§ Complete the following
A: Answer these questions from the book review:
(i) In what year was the book published?
(ii) On what page of the book is the Softky and Koch paper referenced?
(iii) Which model did Softky and Koch judge to be incorrect?
B: Print a part of the book review word for word, beginning at the words "21 of 21 people" and ending after the words "Cognitive Neuroscience (Paperback)".
C: Proceed with the review of the cognitive neuroscience book from the point where it stops.

§ Selected passage
_ _ _ _ _ _ _

21 of 21 people found the following review helpful:
3.0 out of 5 stars
The way we were ..., June 11, 2000
By A Customer
This review is from: Findings and Current Opinion in Cognitive Neuroscience (Paperback)
This book was published in 1998, but much of the current opinion it presents dates from the early 1990s. This was a seminal period, but it has taken us some time since to see what was really important at the time. For example, the remarkable paper whose title begins with the stopping phrase, "The highly irregular firing of cortical cells ..." is referenced deep in the middle of this book, on page 191. The phrase is a lift from the title of the 1993 paper by Softky and Koch, in which the textbook "integrate and fire" model was judged to be incorrect. We can now, seven years later, guess that their specific finding of highly irregular spike trains was probably one of those famous threads that, once pulled, unravels the suit.

_ _ _ _ _ _ _

(Records from a data source)

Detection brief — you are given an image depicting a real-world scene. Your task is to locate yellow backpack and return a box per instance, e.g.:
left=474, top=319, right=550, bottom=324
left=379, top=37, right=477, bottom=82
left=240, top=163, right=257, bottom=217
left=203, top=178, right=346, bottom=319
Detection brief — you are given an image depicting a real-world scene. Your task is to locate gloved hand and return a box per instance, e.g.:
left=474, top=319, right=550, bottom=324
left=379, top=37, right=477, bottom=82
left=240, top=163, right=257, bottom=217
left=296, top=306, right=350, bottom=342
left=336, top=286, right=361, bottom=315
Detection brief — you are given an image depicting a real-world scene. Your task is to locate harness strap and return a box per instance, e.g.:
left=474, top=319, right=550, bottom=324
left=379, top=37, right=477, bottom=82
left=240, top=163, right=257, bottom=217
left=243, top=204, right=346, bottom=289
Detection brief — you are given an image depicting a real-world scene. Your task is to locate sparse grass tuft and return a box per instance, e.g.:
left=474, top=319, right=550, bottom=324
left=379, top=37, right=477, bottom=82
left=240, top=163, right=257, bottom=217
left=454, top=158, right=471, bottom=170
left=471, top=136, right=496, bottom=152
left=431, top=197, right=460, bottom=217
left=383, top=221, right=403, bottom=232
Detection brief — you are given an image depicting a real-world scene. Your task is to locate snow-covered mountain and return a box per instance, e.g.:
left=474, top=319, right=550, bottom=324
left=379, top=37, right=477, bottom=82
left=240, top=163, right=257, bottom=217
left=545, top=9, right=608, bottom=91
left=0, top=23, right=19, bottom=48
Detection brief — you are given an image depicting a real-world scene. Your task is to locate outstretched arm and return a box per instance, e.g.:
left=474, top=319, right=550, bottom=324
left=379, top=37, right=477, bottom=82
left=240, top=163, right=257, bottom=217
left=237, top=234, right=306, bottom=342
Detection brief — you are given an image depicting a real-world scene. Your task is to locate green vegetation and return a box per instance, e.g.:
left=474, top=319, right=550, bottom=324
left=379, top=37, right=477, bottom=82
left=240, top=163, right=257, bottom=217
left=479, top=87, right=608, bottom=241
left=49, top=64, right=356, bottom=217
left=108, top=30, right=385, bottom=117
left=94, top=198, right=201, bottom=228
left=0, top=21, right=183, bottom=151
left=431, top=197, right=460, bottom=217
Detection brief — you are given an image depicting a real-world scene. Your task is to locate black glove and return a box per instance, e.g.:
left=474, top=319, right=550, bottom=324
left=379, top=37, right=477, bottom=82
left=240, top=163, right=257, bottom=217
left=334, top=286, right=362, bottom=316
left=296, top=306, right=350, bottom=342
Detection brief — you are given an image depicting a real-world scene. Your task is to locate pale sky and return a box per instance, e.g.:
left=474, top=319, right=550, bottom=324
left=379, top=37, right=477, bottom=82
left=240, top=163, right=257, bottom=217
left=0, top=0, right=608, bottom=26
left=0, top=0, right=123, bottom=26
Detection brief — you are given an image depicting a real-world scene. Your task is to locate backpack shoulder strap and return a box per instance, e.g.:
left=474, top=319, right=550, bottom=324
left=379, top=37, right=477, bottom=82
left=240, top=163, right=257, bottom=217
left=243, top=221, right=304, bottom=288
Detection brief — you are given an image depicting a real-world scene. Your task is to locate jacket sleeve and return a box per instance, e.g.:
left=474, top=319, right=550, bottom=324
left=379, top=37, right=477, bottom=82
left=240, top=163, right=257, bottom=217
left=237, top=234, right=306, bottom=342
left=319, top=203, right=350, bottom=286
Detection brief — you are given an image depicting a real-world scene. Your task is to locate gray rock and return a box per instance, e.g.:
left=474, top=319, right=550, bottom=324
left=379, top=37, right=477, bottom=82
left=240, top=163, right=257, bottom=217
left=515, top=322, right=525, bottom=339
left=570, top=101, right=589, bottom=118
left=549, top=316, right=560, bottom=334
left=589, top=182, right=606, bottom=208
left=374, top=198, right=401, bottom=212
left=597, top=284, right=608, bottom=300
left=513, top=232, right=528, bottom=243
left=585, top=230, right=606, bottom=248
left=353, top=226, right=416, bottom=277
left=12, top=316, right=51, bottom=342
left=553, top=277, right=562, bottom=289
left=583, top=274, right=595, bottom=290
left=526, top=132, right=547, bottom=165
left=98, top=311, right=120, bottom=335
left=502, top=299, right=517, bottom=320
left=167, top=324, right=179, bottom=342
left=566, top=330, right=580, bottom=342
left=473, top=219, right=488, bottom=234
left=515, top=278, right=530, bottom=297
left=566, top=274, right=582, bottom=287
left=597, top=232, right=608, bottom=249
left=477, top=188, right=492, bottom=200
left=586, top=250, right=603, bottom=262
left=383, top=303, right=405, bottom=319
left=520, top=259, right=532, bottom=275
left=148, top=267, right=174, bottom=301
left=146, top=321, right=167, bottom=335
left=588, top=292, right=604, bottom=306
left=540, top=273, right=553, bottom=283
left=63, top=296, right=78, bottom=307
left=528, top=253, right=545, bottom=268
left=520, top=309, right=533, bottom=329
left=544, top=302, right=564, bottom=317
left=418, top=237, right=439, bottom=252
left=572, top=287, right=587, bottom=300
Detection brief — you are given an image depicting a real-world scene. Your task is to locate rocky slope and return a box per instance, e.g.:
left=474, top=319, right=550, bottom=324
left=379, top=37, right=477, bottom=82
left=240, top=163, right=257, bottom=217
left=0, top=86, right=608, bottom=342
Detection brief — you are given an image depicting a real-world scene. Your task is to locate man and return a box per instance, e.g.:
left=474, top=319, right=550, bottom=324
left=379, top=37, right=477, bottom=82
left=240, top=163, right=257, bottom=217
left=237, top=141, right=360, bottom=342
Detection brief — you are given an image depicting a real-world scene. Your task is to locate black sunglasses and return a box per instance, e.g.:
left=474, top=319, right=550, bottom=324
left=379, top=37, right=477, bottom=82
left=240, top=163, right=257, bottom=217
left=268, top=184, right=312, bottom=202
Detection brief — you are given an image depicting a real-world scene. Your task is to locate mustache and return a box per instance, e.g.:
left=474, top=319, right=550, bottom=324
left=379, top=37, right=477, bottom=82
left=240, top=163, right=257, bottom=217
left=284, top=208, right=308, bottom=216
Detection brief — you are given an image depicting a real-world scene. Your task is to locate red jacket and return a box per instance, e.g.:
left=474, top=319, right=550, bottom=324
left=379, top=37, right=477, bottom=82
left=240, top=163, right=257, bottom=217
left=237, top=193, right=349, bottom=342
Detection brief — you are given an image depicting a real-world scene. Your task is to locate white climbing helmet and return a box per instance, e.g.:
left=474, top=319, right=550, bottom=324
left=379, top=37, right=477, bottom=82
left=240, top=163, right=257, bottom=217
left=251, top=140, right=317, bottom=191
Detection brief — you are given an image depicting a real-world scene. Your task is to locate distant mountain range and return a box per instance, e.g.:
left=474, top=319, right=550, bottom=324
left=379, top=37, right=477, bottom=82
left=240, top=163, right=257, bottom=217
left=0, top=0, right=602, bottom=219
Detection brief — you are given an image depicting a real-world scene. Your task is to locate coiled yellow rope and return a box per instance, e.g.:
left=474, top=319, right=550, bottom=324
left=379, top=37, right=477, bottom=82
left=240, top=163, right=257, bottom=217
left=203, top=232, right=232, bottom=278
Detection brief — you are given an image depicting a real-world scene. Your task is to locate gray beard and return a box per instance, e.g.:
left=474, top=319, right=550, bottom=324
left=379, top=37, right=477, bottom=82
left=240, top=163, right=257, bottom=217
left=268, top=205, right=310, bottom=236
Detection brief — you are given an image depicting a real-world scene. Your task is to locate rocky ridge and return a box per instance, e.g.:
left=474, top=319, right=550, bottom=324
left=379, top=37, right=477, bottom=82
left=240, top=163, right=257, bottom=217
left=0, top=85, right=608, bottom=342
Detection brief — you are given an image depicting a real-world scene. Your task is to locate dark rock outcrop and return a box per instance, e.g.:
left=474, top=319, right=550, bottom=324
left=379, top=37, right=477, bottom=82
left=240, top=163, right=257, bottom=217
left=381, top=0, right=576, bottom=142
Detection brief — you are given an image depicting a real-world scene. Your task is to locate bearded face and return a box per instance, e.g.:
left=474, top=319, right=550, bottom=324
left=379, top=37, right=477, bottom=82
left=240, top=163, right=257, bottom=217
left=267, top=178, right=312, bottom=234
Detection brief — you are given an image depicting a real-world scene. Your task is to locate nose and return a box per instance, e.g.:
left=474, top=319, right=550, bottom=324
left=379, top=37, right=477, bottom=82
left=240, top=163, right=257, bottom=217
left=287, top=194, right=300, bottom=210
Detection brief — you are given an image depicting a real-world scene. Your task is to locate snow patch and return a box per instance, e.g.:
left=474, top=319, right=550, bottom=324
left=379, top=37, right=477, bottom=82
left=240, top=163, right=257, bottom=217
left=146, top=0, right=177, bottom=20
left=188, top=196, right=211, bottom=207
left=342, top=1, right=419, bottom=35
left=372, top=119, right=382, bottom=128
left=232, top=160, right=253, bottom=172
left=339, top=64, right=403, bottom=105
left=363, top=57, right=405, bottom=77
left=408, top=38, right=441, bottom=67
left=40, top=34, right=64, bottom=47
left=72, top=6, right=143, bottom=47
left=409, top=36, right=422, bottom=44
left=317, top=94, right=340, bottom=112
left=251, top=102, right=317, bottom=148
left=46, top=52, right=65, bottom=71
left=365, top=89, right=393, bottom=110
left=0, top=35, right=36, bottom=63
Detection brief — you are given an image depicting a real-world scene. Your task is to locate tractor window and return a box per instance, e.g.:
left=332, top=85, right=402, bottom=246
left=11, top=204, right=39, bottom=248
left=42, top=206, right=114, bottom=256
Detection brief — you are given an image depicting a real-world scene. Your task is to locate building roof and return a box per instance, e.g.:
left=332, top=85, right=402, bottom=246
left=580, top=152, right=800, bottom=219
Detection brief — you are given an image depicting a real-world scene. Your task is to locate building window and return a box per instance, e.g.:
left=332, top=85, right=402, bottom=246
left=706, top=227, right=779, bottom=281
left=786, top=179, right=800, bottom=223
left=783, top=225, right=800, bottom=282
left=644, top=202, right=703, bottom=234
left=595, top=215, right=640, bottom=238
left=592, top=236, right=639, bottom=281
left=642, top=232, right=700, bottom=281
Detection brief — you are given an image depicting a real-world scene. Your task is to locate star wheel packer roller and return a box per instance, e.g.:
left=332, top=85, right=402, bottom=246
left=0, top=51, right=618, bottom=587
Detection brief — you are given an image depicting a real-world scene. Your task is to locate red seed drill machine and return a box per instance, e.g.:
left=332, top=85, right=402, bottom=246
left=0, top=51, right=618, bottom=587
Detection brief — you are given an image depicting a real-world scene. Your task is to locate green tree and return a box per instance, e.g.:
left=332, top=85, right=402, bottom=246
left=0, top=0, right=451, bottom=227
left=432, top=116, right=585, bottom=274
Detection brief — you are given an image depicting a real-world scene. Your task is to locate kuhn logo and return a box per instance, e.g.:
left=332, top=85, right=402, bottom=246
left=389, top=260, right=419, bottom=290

_ _ _ _ _ _ _

§ Answers by item number
A:
(i) 1998
(ii) Page 191
(iii) The textbook "integrate and fire" model

B:
21 of 21 people found the following review helpful:
3.0 out of 5 stars
The way we were ..., June 11, 2000
By A Customer
This review is from: Findings and Current Opinion in Cognitive Neuroscience (Paperback)

C:
Also in the early 90s, studies of the quick decisions made by fast flying bats and bugs showed that these animals suddenly swerve away from an obstruction based on the information contained, somehow, in a single nerve impulse. From both lines of research, it would seem the classical assumption by Adrian in 1926, that the nerve always encodes information as a function of the interval between spikes, has gone straight up the chimney. Much of what we thought we knew about the nerve and the synapse, as machines, was grounded on Adrian's assumption. And so now what?
There is a lot of re-thinking in progress, but you will only begin to get a glimmer of the controversy it in this thick book. It is, however, a strong book on subject of recognizing the several different types of memory, and includes a fascinating essay about memory in birds. But for currency, start somewhere else: e.g., Spikes, by Rieke et al, which is now in paperback.